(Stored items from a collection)
+++

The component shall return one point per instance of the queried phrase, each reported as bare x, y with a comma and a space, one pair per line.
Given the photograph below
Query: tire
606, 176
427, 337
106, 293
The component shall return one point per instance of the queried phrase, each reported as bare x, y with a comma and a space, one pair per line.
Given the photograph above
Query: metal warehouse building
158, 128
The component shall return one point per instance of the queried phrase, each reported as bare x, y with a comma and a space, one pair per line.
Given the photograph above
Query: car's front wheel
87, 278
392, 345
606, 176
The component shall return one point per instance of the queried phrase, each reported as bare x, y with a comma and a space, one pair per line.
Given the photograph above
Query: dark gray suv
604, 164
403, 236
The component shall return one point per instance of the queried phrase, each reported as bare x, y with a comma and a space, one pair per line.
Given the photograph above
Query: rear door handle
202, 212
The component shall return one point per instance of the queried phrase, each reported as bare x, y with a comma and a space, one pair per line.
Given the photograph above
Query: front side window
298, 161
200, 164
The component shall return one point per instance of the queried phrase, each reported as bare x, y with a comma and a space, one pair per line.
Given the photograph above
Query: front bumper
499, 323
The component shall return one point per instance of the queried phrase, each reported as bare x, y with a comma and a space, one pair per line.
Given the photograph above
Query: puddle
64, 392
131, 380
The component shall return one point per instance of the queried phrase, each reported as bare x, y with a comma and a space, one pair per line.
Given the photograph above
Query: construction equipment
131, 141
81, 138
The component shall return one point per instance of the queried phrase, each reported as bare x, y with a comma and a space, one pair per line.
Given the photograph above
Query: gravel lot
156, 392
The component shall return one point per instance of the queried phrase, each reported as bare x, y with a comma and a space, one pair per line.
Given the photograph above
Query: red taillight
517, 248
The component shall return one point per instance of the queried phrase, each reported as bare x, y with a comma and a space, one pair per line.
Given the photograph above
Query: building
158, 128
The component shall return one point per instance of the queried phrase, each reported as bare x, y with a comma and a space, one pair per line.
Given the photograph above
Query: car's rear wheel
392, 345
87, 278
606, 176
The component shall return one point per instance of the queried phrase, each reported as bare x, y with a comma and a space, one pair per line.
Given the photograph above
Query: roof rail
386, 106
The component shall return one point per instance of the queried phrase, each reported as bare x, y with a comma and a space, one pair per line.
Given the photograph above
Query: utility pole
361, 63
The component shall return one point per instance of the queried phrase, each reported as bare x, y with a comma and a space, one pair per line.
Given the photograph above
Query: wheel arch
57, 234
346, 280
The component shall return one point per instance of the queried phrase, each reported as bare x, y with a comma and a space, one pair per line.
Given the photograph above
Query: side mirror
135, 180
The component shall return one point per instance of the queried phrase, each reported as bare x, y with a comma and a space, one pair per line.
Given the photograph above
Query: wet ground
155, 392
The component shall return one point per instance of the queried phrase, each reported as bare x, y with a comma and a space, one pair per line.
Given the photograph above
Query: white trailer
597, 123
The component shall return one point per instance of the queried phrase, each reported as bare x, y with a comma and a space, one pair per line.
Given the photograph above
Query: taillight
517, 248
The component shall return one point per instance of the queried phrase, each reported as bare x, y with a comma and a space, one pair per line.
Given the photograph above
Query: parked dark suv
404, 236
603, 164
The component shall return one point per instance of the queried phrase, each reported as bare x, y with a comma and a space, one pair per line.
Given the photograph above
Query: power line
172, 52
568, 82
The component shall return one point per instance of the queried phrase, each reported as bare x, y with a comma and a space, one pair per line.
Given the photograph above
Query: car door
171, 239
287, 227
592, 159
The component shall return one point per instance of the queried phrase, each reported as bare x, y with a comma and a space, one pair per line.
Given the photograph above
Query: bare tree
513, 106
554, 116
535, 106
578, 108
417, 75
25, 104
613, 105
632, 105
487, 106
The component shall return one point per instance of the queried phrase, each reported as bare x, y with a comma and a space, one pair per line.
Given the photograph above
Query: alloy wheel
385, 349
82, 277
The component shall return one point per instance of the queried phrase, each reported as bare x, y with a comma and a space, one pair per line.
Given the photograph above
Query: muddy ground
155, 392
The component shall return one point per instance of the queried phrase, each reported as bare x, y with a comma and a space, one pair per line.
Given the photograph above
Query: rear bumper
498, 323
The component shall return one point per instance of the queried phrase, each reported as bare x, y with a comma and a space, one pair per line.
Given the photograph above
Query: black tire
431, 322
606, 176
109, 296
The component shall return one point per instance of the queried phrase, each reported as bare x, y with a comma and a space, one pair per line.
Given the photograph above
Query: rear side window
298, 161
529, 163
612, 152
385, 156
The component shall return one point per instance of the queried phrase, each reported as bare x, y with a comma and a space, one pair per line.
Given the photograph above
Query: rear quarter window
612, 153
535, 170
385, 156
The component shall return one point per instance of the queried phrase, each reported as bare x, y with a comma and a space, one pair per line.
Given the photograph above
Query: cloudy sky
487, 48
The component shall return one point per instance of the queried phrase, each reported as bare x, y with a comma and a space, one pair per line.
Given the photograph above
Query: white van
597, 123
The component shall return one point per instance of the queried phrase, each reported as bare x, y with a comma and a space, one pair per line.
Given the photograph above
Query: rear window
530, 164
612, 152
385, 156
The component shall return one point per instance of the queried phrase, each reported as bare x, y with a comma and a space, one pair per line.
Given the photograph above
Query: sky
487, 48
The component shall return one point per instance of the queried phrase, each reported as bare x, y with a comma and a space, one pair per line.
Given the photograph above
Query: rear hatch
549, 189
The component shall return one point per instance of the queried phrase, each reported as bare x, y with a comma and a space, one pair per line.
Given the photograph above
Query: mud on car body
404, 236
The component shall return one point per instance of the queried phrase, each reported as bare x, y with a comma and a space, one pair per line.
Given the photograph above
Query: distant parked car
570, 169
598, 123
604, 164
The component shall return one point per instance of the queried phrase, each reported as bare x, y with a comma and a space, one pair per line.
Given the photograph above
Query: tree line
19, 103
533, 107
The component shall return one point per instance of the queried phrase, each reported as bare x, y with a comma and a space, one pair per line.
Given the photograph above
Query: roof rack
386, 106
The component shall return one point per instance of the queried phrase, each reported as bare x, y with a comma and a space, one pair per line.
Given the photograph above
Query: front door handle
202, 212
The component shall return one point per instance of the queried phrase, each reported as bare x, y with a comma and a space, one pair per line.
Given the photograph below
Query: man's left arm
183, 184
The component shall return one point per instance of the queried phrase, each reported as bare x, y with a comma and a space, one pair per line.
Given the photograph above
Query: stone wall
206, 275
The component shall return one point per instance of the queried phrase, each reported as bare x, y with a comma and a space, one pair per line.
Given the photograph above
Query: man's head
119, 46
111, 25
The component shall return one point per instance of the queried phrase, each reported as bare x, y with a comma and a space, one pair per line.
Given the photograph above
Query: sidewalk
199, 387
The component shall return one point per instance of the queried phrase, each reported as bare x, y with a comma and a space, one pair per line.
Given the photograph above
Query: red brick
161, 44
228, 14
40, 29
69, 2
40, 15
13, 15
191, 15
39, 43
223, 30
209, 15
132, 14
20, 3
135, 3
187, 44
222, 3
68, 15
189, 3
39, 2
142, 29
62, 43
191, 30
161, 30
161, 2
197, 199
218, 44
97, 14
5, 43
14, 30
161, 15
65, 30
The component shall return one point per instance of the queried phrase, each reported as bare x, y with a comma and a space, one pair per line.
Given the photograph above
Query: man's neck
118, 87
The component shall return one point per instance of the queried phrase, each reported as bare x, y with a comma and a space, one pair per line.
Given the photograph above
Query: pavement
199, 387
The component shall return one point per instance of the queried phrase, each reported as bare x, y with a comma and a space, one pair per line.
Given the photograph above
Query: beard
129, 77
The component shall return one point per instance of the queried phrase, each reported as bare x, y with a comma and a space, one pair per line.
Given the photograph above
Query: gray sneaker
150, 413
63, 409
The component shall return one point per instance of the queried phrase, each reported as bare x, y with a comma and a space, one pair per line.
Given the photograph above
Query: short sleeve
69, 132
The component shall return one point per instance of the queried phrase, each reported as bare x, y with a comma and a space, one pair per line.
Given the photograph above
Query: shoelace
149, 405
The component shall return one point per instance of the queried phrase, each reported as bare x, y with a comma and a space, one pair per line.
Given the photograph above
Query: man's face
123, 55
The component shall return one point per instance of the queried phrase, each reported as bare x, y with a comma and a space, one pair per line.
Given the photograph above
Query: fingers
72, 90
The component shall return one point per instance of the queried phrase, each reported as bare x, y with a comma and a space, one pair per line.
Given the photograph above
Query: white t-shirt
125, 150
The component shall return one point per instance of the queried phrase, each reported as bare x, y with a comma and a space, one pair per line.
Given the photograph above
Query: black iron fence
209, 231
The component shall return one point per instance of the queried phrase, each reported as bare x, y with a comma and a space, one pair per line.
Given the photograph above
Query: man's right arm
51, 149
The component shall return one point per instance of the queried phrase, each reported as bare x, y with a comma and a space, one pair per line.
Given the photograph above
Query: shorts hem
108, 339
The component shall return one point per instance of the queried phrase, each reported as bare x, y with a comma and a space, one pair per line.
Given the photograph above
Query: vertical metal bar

+++

» Aim of the exercise:
Return every line of the data above that contains the word "building", treating uppercase and lowercase as different.

» Output:
Query: metal warehouse building
Query: building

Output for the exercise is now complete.